Heather Hutchison - Artist Statement
I was born into a long line of visual artists. As a child my family followed my father, an itinerant caricaturist, throughout the expansive land, sea, and sky-scapes of California, Oregon, and Arizona. We settled in Bisbee AZ, a town six miles north of the Mexican border. The endless skies were the color of the “Bisbee Blue” turquoise that had been pulled from Bisbee's copper mines. The cultural shift at the end of the 60's attracted many other visionaries to Bisbee: visual artists, writers, musicians, and film people converged in this authentic place of creative refuge. I feel fortunate to have had profound and inspiring relationships with many of these artists. As a very young person I was given the independence, freedom, and studio space to mimic my older friends, and begin my own artistic practice. These experiences of my formative years were so rich, I feel they have profoundly shaped my ideas about color, space, light, and artistic practice. I continue to address questions in my work that had their genesis in these experiences forty years ago.
During the years when most artists were in art school I continued my studio practice across the Golden Gate Bridge from San Francisco, among working artists. I found studios in various unconventional spaces that were sited in breathtaking environs near and literally on the water, and my education continued in the cafes of North Beach and Sausalito. Once again, I had been captivated by the light. Studying its dance upon the water and its diffusion by the fog, bearing witness to the creation of atmospheric space and a constantly changing vista. I then followed the light I discovered in the paintings of Edward Hopper and Guy Pene DuBois, bringing me to New York City to study (briefly) at The Art Students League. Once in New York I continued to find studios that offered access to observe the flowing water and blocks of light and sky as they changed throughout the day. This began the inquiry in which I have been involved for the past 23 years; the use of natural light, captured and inflected, as my primary material. In that time, these works have gone gradually from being somewhat translucent and heavily constructed, to being nearly completely transparent, and appearing to float upon the wall.
In my pieces that are as much light sculpture as painting, the viewer is presented with the opportunity to directly experience the scientific truism that the only constant is change. Striving to maximize my medium's literal transparency in order to attain the greatest self-illumination, natural light is as essential to me as any other material I employ; it literally animates my work with its ever-changing nature.

⁂

§ **Your goal**:
Copy the passage of Heather Hutchison's artist statement from "In my pieces" up to and including "its ever-changing nature.".

§ **Recorded information**:

⁂

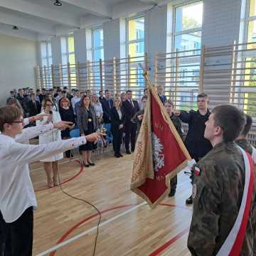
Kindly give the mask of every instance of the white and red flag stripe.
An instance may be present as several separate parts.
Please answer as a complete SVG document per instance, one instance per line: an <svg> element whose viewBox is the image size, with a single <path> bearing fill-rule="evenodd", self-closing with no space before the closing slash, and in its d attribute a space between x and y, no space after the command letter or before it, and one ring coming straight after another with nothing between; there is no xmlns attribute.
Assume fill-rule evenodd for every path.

⁂

§ **Reply**:
In my pieces that are as much light sculpture as painting, the viewer is presented with the opportunity to directly experience the scientific truism that the only constant is change. Striving to maximize my medium's literal transparency in order to attain the greatest self-illumination, natural light is as essential to me as any other material I employ; it literally animates my work with its ever-changing nature.